WHAT IS NEEDED:
Beginning with the line that has "Task: indicate one point on every instance of the slender" and ending with the line that has "the white baseboard", retype the entries below exactly, except for the pictures.

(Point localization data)
☆ ☆ ☆ ☆ ☆

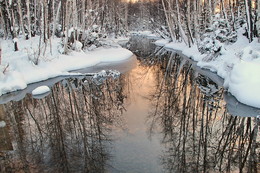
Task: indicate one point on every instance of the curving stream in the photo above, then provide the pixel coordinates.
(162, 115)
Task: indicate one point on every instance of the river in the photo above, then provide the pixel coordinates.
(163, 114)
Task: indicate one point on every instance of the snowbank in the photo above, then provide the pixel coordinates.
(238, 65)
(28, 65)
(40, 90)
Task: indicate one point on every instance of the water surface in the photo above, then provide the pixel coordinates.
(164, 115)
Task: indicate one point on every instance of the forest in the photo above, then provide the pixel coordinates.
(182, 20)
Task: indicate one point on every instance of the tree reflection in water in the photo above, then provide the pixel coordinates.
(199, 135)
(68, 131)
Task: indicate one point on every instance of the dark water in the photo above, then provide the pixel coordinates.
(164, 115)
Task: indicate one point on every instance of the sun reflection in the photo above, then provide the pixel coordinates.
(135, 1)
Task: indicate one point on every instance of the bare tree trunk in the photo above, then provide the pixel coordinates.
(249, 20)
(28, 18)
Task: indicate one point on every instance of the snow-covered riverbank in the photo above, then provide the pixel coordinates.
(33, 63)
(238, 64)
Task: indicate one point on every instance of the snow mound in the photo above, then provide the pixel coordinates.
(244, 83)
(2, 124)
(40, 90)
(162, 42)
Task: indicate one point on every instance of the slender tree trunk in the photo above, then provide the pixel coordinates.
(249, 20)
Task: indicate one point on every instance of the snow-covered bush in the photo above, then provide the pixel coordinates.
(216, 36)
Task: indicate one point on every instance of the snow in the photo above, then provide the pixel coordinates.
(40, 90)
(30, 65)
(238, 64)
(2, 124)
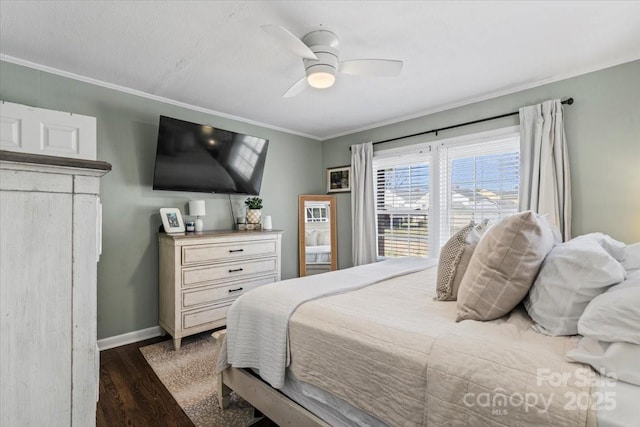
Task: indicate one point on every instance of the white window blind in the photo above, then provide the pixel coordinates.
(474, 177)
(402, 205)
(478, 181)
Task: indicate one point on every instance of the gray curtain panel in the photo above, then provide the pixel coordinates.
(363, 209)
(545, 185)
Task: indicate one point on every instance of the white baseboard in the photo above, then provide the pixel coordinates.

☆ ☆ ☆ ☆ ☆

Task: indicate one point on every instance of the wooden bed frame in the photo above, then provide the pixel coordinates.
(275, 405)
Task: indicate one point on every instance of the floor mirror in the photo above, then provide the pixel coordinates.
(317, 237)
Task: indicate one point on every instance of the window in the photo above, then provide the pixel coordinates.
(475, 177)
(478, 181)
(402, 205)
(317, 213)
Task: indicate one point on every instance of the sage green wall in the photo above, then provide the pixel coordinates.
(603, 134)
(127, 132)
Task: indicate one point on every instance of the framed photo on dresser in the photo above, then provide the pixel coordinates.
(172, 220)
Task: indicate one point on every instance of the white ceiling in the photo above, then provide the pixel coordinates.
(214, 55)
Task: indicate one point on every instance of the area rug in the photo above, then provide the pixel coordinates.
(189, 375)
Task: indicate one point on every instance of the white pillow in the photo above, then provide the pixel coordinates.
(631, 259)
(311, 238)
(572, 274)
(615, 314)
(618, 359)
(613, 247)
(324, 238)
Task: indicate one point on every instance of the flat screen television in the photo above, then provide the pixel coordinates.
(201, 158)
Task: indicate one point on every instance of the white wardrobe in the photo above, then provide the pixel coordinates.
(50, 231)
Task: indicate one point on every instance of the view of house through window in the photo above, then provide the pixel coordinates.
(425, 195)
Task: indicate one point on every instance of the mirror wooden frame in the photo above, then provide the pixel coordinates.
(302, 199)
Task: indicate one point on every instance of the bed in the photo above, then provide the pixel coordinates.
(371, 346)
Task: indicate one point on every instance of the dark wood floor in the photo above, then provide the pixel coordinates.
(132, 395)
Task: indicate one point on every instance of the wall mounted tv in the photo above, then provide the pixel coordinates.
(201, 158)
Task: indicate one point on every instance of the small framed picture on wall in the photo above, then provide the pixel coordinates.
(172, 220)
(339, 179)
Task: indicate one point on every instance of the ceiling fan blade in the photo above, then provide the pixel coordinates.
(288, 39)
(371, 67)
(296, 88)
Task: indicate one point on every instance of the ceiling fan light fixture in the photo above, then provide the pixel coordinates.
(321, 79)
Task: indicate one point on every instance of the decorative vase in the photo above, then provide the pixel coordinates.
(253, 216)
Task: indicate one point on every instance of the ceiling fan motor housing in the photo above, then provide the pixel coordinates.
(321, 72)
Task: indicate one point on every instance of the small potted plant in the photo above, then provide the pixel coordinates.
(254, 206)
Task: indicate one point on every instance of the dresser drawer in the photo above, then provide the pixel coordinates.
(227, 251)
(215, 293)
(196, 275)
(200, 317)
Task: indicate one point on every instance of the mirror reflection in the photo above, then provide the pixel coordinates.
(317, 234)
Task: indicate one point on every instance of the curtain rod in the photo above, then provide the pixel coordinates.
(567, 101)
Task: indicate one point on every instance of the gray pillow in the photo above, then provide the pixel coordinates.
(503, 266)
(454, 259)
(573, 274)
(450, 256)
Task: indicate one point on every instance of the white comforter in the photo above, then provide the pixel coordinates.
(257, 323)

☆ ☆ ☆ ☆ ☆

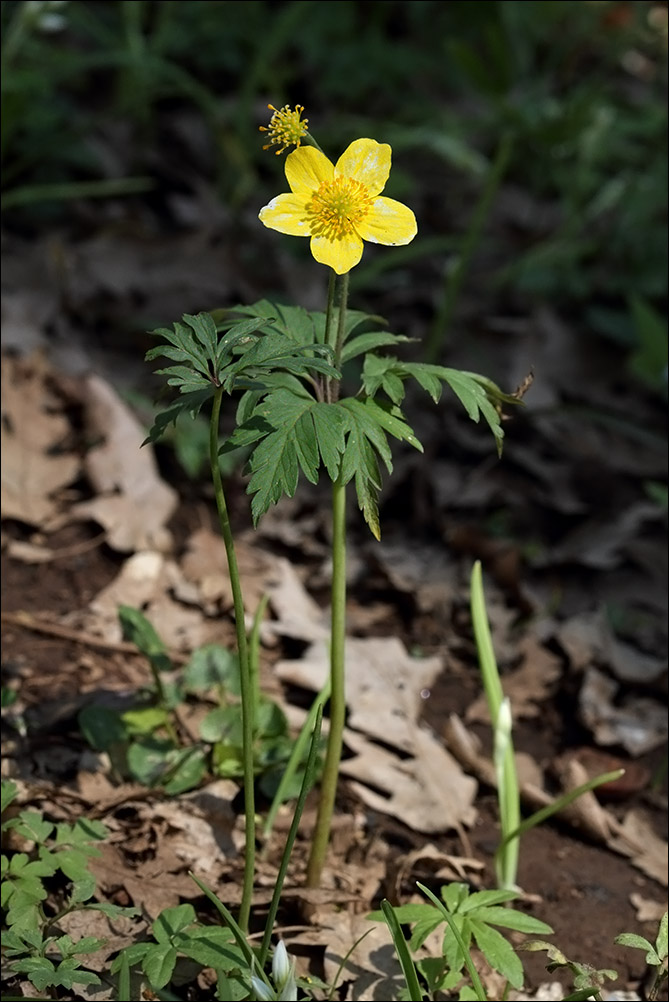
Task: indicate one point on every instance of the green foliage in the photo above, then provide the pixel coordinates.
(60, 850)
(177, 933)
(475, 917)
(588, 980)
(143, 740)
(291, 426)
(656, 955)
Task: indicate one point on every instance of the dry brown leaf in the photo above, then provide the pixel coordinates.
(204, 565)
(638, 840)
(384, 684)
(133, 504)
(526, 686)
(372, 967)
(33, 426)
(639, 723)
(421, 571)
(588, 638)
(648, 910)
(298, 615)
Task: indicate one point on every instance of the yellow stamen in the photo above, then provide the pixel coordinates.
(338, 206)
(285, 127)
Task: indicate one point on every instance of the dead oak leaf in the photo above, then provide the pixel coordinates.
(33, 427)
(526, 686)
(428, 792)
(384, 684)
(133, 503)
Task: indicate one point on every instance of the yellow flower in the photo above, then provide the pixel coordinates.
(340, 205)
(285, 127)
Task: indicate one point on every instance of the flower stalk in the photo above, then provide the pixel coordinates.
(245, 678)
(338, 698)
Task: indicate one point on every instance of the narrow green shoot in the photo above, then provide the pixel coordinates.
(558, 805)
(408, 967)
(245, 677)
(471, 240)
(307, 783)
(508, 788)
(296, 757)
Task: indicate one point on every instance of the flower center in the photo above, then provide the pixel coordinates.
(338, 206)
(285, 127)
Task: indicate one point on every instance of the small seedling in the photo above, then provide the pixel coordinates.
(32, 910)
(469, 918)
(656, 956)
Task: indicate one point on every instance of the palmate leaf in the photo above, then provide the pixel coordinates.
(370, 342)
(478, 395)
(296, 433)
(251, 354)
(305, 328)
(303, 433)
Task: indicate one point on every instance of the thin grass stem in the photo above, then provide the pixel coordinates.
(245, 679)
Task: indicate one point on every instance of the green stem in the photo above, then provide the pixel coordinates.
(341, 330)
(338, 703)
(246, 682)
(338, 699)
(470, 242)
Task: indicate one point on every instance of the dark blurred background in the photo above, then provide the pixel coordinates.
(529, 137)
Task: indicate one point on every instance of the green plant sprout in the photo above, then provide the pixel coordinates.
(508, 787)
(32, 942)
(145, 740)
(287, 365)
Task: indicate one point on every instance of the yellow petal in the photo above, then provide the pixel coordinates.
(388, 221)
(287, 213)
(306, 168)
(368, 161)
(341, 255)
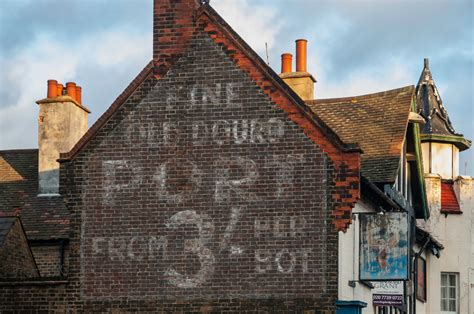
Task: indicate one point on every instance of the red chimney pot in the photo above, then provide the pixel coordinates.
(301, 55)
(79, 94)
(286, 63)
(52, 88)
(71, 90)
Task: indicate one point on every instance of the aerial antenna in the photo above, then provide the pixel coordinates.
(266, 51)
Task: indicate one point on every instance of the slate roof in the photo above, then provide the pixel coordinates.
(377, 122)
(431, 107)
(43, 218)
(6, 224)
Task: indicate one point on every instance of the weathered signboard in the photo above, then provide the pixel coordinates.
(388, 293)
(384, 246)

☆ ☆ ☆ ☆ ☆

OUTPUT OF THE EXERCISE:
Task: indicate one point on every instance of the slender tree trunk in the photo above, then provide the pixel coordinates.
(249, 20)
Task: indicate one point on every instance of the snow-covered bush in the photo above, then provide the pixel coordinates.
(216, 36)
Task: indicate one point on every instance of the snow in the photo above, then provide the pixel coordinates.
(40, 90)
(30, 65)
(238, 64)
(2, 124)
Task: indicate one point on every instance of the white window blind in the photo above, then provide the pixel coordinates.
(474, 177)
(402, 205)
(478, 181)
Task: indicate one point on every instance of the gray curtain panel in the photo above, then provide the pixel coordinates.
(363, 209)
(545, 185)
Task: indicate one point on every instance of the white baseboard in the photo above, then provide the pixel coordinates.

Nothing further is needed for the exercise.